In the entries that follow, identify the line containing "bell tower in this photo." and return it together with all later lines, exactly as they appear.

------------------------------------------------

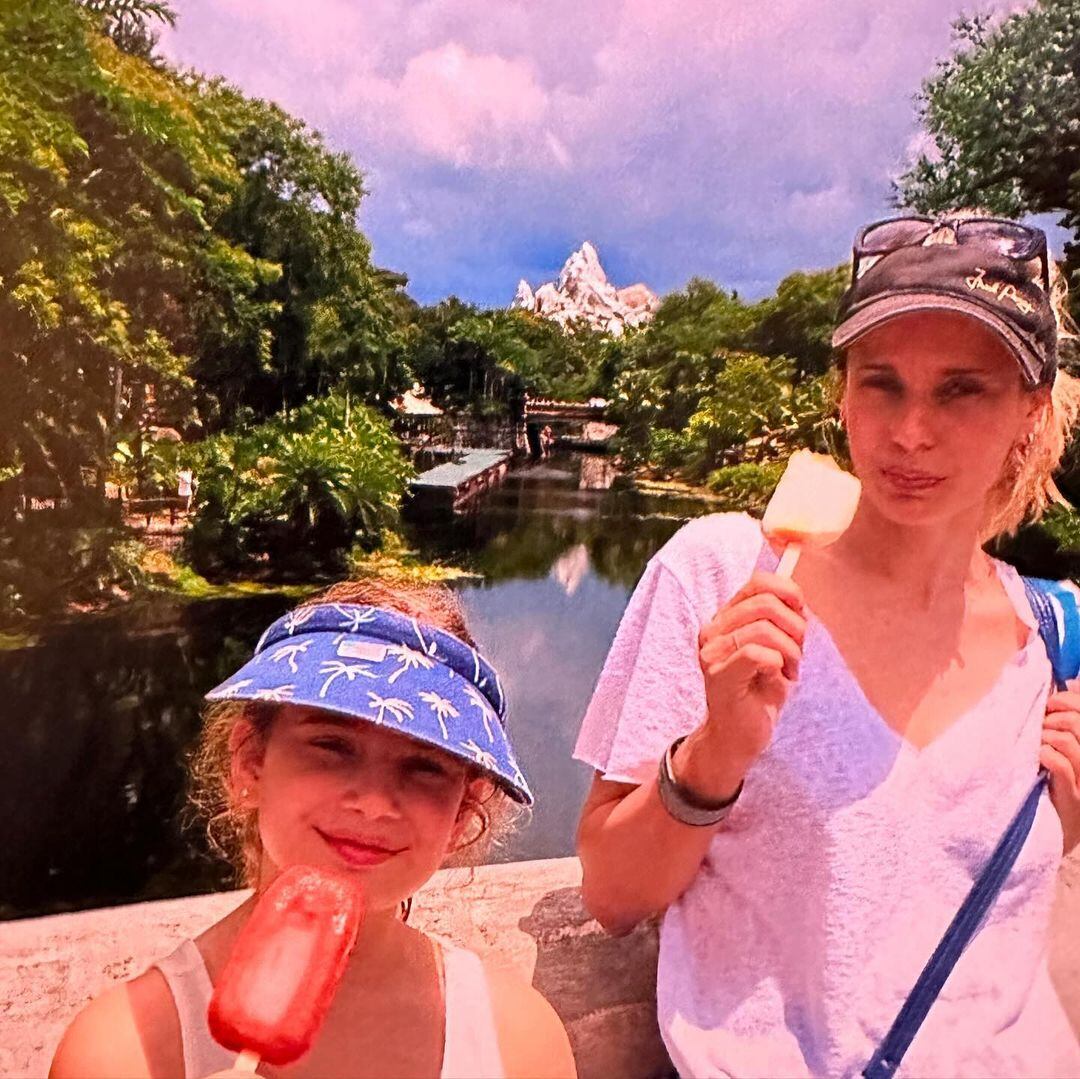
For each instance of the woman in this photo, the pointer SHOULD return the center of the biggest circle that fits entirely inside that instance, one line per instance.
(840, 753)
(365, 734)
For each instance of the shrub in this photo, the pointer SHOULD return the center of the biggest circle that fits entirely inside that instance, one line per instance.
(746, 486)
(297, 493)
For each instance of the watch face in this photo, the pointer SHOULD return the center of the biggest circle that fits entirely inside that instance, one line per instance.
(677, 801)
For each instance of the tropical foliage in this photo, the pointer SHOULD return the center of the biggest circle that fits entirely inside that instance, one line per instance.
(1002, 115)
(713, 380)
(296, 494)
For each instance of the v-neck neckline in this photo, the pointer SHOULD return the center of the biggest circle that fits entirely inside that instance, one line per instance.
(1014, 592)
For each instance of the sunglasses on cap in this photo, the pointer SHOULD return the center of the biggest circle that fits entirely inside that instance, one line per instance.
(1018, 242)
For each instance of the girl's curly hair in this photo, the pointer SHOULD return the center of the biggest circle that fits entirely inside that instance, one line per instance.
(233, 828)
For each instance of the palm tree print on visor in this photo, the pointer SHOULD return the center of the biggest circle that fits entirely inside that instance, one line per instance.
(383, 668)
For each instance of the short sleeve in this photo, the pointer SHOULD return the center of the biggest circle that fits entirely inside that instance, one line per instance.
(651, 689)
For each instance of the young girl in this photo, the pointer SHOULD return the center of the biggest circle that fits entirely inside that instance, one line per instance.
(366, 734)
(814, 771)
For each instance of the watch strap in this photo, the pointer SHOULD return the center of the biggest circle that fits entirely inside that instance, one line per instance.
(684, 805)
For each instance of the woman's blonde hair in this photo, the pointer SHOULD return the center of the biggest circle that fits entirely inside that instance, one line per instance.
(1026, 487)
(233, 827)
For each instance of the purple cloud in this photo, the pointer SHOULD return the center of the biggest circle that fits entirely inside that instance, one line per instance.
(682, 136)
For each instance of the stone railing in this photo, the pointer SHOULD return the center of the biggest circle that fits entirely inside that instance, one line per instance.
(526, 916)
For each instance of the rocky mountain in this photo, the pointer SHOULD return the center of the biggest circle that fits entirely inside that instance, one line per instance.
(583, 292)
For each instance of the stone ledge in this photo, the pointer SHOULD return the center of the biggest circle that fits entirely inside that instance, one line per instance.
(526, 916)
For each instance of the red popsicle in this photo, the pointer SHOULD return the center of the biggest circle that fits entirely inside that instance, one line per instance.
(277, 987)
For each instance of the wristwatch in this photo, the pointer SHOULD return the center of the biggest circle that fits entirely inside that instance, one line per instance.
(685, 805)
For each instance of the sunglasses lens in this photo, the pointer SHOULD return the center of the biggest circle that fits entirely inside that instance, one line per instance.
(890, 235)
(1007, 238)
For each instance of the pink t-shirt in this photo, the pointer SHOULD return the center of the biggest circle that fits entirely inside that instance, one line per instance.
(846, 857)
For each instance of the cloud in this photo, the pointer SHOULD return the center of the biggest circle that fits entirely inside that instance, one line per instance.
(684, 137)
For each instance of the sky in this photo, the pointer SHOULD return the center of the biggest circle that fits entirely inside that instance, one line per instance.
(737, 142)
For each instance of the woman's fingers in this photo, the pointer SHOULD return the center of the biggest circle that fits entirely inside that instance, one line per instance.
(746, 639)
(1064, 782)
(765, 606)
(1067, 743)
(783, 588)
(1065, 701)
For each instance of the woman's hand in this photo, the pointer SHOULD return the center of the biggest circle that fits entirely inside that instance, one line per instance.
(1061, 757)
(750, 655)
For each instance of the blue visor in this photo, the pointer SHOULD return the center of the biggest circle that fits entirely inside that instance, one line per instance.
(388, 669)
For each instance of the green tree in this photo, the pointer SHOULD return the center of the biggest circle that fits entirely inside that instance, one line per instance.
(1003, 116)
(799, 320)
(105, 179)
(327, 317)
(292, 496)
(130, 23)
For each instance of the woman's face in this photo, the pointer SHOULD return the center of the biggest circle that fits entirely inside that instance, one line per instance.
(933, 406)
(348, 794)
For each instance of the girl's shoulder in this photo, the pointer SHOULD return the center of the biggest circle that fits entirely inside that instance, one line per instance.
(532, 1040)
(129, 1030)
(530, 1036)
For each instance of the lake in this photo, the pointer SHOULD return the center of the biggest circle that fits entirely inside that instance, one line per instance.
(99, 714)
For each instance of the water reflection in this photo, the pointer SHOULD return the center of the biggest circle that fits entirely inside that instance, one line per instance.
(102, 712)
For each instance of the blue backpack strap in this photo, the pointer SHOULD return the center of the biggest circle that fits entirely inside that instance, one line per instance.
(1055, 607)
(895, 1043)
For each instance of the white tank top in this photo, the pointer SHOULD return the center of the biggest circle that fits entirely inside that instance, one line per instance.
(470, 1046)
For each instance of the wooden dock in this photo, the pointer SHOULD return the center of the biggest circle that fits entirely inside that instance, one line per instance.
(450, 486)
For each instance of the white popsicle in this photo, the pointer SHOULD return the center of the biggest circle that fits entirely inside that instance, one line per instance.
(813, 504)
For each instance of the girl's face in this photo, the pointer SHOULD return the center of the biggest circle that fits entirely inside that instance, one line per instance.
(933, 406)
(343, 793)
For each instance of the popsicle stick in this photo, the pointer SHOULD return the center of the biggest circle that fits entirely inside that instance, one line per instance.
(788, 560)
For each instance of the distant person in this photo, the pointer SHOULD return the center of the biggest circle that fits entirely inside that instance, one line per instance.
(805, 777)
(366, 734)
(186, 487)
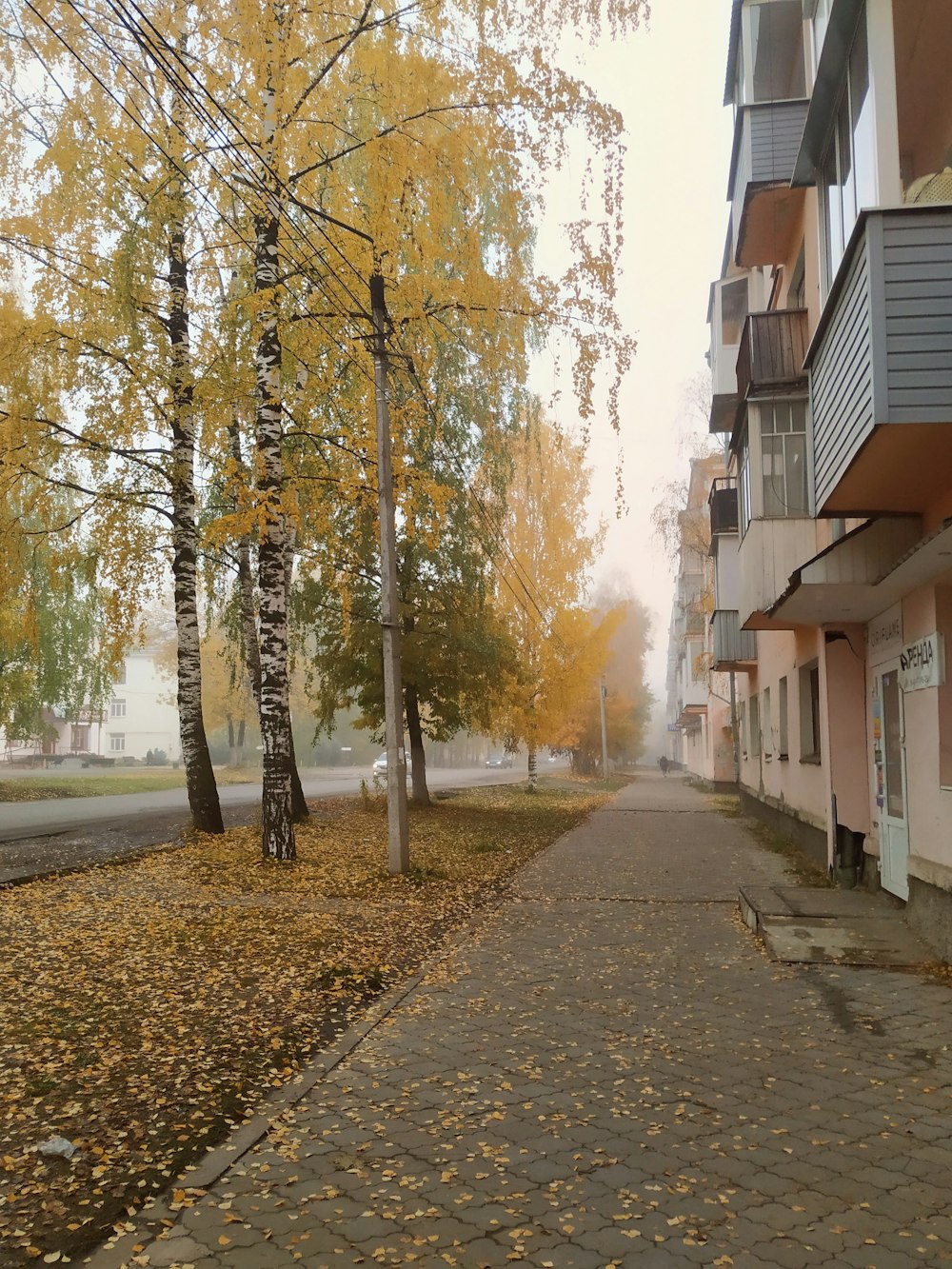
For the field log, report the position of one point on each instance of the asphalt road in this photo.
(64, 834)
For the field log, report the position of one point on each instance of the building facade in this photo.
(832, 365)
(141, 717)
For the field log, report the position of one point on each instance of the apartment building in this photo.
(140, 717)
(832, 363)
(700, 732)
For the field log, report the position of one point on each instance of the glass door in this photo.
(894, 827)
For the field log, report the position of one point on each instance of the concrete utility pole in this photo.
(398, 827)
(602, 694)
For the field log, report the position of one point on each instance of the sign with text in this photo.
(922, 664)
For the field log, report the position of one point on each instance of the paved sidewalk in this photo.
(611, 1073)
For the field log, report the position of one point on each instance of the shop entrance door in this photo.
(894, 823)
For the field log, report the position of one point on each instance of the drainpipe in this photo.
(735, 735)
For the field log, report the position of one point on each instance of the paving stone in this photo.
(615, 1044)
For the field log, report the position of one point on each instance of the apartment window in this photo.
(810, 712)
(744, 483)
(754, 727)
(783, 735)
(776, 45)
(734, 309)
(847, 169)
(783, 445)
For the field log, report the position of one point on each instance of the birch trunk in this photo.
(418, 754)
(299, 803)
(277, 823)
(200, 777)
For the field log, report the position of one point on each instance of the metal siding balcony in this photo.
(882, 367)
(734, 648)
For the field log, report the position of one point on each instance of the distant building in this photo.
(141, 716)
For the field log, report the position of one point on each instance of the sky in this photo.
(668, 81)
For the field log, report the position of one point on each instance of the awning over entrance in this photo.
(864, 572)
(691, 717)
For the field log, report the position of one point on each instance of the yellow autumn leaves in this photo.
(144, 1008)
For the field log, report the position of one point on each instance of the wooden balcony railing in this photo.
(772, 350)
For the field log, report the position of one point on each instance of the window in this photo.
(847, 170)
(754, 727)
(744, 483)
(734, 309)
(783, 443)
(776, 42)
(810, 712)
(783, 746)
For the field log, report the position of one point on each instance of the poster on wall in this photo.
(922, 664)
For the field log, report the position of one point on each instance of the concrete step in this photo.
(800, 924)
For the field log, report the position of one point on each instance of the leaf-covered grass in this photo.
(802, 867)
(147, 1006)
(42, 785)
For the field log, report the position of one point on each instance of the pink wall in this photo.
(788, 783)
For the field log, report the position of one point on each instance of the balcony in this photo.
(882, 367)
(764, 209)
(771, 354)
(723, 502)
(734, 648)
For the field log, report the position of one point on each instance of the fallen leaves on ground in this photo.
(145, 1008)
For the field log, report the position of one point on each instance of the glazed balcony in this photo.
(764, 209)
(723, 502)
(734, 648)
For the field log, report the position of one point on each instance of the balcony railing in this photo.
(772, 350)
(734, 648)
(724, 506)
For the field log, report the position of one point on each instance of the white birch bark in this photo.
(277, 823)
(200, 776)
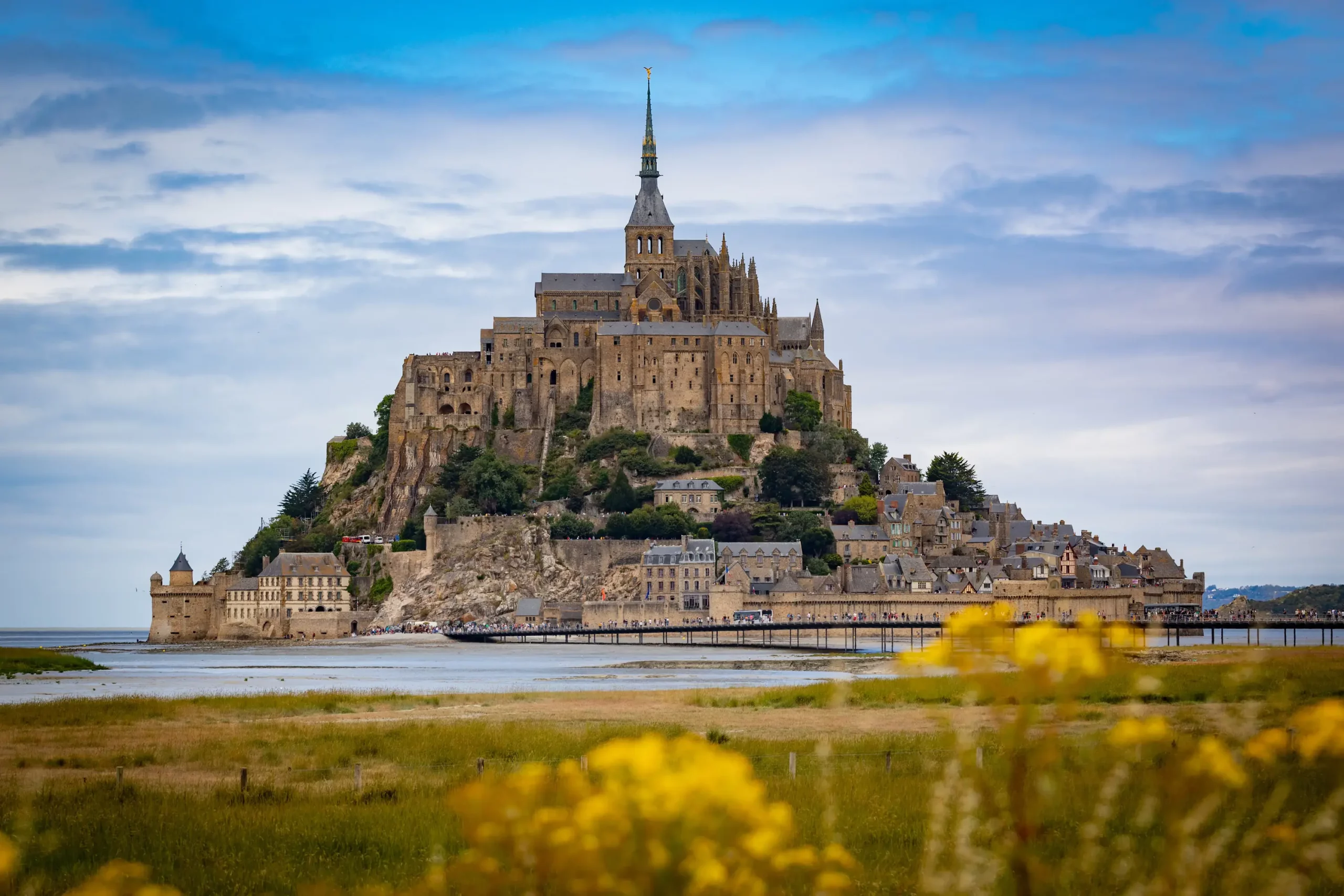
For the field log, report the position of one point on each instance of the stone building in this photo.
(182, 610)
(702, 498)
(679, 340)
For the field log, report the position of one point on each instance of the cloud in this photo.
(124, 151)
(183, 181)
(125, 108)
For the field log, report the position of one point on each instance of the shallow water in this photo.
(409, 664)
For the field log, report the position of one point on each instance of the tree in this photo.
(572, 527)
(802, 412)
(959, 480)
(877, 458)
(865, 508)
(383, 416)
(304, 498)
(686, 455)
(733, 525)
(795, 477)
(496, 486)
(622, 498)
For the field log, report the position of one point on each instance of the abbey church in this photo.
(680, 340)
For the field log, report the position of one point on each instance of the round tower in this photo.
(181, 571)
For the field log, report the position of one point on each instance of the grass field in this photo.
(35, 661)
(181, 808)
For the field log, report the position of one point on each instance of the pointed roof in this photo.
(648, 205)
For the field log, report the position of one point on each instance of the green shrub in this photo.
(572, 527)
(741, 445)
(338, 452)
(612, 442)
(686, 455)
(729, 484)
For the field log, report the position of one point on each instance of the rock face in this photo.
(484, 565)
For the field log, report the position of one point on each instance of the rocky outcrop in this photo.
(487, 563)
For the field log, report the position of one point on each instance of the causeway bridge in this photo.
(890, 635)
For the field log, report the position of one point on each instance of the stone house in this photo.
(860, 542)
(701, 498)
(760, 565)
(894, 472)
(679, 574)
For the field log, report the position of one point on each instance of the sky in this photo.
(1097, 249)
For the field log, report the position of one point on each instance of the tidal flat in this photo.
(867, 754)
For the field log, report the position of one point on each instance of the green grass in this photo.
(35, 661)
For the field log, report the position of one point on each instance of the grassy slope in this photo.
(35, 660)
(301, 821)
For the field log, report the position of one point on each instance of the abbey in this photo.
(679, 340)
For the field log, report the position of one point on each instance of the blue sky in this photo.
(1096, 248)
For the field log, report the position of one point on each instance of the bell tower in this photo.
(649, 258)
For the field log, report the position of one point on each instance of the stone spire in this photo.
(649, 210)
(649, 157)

------------------------------------------------

Task output:
For the field log, report the position of one point on each instance of the bell tower in this photo.
(649, 258)
For the field log, report the position of one point on each instance of the stone spire in this photo.
(649, 210)
(649, 157)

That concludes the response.